_Text provided_:
BEGIN

The personalized needs of users are not mentioned in these articles. In [23], Long et al. developed a novel route recommendation system to provide real-time personalized route recommendation for self-driving tourists, according to the specific preferences of users personalized access routes, not only to save the total tour time but also to meet their specific travel preferences. In [24], a dynamic route guidance method for driver’s personalized needs is proposed. The user preference weight is given artificially, which has strong subjectivity and lacks objectivity and accuracy, but it provides a reference for the combination of personalized needs and path planning. In reference [25], a personalized path decision algorithm based on user preference is proposed, which lays a good theoretical foundation and framework for this study. But there are also limitations. The one-time sample trajectory data used in this paper needs a lot of complex mathematical calculations to obtain the data needed for clustering. The corresponding weight of user driving style obtained by fuzzy c-means clustering is fixed and one-sided, while in real life, the user driving preferences are not always the same and most of them are staged, so it cannot reflect the user’s personalized driving preferences.

1.2. Contribution

As mentioned above, most traditional path planning schemes improve the speed and precision of path planning algorithmically, while ignoring the effect of user preferences [26–30] on path selection. In scenarios that combine user preferences and path planning, user preferences are unchanged by default. In real life, however, user preferences are not always the same. At different times, user preferences may change periodically due to various internal or external factors, such as age, physical condition, climate, and work. The type of preference may also change over time. At the same time, when the preference type is unchanged, the corresponding preference weights may also change.

END

_Instructions to follow_: Proceed with the text on personalized route planning from where it stops, carrying on after its last sentence in the same style.

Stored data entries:

BEGIN

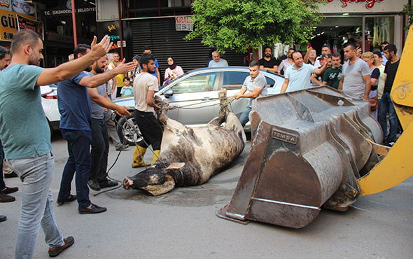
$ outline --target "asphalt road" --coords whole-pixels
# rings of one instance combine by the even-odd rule
[[[59,134],[52,144],[56,171],[51,188],[57,199],[67,150]],[[93,196],[97,192],[91,190],[92,202],[108,208],[95,215],[78,214],[76,202],[55,204],[62,234],[75,239],[59,258],[413,258],[413,178],[359,198],[346,212],[322,209],[300,230],[257,222],[243,225],[218,218],[215,211],[230,201],[250,145],[229,168],[203,186],[178,188],[158,197],[123,188]],[[131,167],[132,153],[132,148],[120,153],[109,172],[111,177],[122,180],[141,170]],[[111,144],[110,164],[117,155]],[[150,162],[148,155],[146,160]],[[18,178],[5,180],[8,186],[22,186]],[[13,195],[15,202],[0,204],[0,214],[8,218],[0,223],[0,258],[14,257],[21,192]],[[41,230],[34,257],[48,257]]]

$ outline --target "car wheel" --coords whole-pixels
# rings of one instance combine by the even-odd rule
[[[116,132],[120,141],[130,146],[135,146],[135,140],[137,143],[142,139],[141,131],[136,125],[133,115],[122,117],[118,123]]]

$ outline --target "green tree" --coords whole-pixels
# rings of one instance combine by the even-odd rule
[[[404,5],[403,10],[400,13],[405,13],[409,18],[407,24],[405,27],[405,31],[408,31],[410,29],[410,26],[413,24],[413,6],[410,4]]]
[[[194,31],[185,39],[201,36],[202,43],[220,52],[228,48],[239,52],[267,43],[307,42],[323,18],[318,4],[313,0],[196,0]]]

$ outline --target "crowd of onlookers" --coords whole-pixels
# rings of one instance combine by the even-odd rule
[[[383,130],[383,144],[393,146],[398,130],[401,130],[390,98],[400,61],[396,46],[385,41],[381,49],[363,52],[350,39],[344,45],[343,52],[342,57],[325,45],[317,57],[316,50],[308,44],[306,52],[290,49],[287,58],[280,62],[271,57],[271,48],[266,47],[260,63],[261,69],[285,76],[281,92],[329,85],[354,99],[368,101],[371,115]]]
[[[111,57],[107,55],[111,46],[108,36],[104,36],[99,43],[94,37],[91,46],[76,46],[71,62],[49,69],[38,66],[43,59],[43,42],[32,31],[22,29],[16,33],[10,51],[0,47],[0,137],[3,141],[0,141],[0,161],[3,164],[6,157],[10,172],[15,172],[8,176],[19,176],[24,182],[17,258],[33,257],[41,222],[50,246],[50,256],[57,256],[74,242],[72,237],[62,237],[52,211],[50,186],[55,158],[39,85],[57,83],[60,130],[68,146],[69,158],[57,199],[59,204],[77,201],[81,214],[106,211],[106,208],[91,202],[90,188],[100,190],[118,184],[109,179],[106,172],[109,136],[117,150],[128,146],[118,139],[110,115],[111,111],[119,115],[131,115],[127,107],[113,103],[111,96],[134,95],[133,115],[143,139],[135,147],[132,167],[150,164],[143,160],[148,146],[153,151],[153,163],[158,159],[162,129],[154,114],[160,108],[154,94],[162,85],[183,74],[183,71],[169,57],[161,80],[158,60],[150,48],[145,47],[141,55],[134,56],[133,60],[127,63],[120,60],[117,52]],[[282,61],[272,57],[271,48],[265,48],[262,59],[250,63],[250,76],[234,96],[237,99],[250,99],[240,118],[242,125],[248,120],[252,100],[267,94],[266,80],[260,74],[260,70],[265,69],[284,75],[281,92],[328,85],[342,90],[351,98],[368,101],[372,115],[383,130],[384,144],[392,146],[396,141],[398,121],[390,91],[400,59],[393,44],[384,43],[382,47],[382,51],[363,53],[355,43],[349,41],[344,46],[344,57],[332,52],[328,46],[323,46],[322,55],[317,57],[309,45],[305,53],[290,49],[287,58]],[[214,51],[211,57],[208,67],[228,66],[218,51]],[[27,109],[21,109],[22,106]],[[15,120],[16,117],[21,120]],[[0,169],[2,167],[1,164]],[[3,175],[1,172],[0,202],[13,202],[15,199],[8,194],[18,188],[6,186]],[[74,178],[76,195],[71,192]],[[6,219],[0,216],[0,221]]]

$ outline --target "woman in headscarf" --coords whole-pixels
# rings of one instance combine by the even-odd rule
[[[175,59],[174,59],[172,57],[169,57],[167,61],[168,62],[169,67],[165,70],[165,79],[164,80],[164,84],[168,83],[179,76],[183,74],[183,70],[182,69],[182,67],[176,65]]]
[[[134,57],[132,57],[132,61],[136,66],[136,67],[135,67],[135,69],[134,71],[132,71],[128,73],[128,77],[130,79],[130,84],[131,84],[131,85],[133,85],[134,78],[135,78],[135,76],[136,76],[138,75],[138,74],[139,74],[139,66],[140,66],[139,63],[141,62],[141,56],[137,55],[134,56]]]

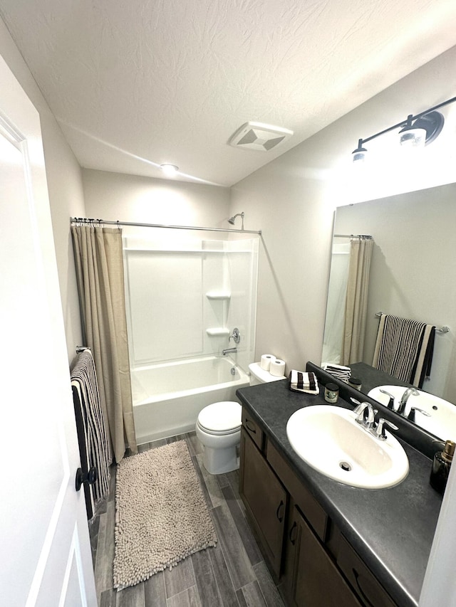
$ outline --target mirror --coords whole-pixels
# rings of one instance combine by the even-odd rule
[[[436,332],[430,377],[422,389],[456,403],[456,184],[338,207],[334,235],[350,234],[369,234],[374,241],[364,348],[361,359],[352,361],[363,363],[361,370],[372,369],[363,391],[367,394],[373,384],[405,385],[380,376],[375,381],[376,370],[370,366],[379,323],[376,315],[382,312],[437,329],[450,327],[447,333]],[[341,268],[347,265],[341,261],[341,246],[348,241],[333,238],[330,291],[341,282]],[[336,324],[343,318],[344,300],[333,300],[332,310],[331,300],[328,296],[322,364],[342,364],[337,359],[338,346],[331,347],[334,338],[328,325],[330,316]]]

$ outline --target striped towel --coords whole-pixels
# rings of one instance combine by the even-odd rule
[[[372,366],[422,388],[430,374],[435,337],[431,324],[382,314]]]
[[[93,485],[83,485],[87,516],[91,520],[108,497],[109,467],[113,458],[100,403],[95,364],[88,349],[78,355],[71,369],[71,379],[81,468],[85,474],[91,468],[98,471],[97,480]]]
[[[318,382],[314,373],[304,373],[293,369],[290,371],[290,390],[295,392],[306,392],[318,394],[320,391]]]
[[[349,366],[343,366],[341,364],[336,364],[335,363],[325,363],[322,369],[326,373],[331,374],[333,377],[337,377],[341,381],[348,382],[351,376],[351,369]]]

END

_Exercise answer_:
Therefore, this paper proposes a personalized path planning strategy that can track and study user preferences. First, the preference type is associated with the OBD data and a threshold is used to select the user’s current preference type. Then, the initial preference weight vector is obtained by the split-k-average algorithm. Finally, the differential perceptron is used to track and adjust the preference weights in real time, so that the optimal path can be recommended to meet the user’s needs when the user’s preferences change. In this paper, Nanchang is taken as the reference city of road network quantification, and the Tabu search algorithm is used to verify the effectiveness of the strategy.

In the light of the above, the contributions of the present document are summarized as follows:(1)To associate OBD with user preferences and get the initial preference weight vector by clustering(2)Considering the periodic change of preference, the change of two kinds of preference is summarized(3)Tracking the user preferences and fine-tuning the weights through the differential perceptron(4)Personalized quantization of road network, using the Tabu search algorithm to plan the optimal path(5)Taking Nanchang as a reference city, the simulation experiment is carried out to verify the effectiveness of the proposed strategy

2. System Implementation Review

A personalized path recommendation system that can track and study the user’s path selection preferences is proposed in this paper, as shown in Figure 1. The system mainly includes data preprocessing module, initial preference module, optimization and adjustment module, and path generation module. When the change of user preferences has been detected, the system will make use of the latest OBD data in the storage space to study independently offline until a path that can meet the user’s current path selection preferences has been found.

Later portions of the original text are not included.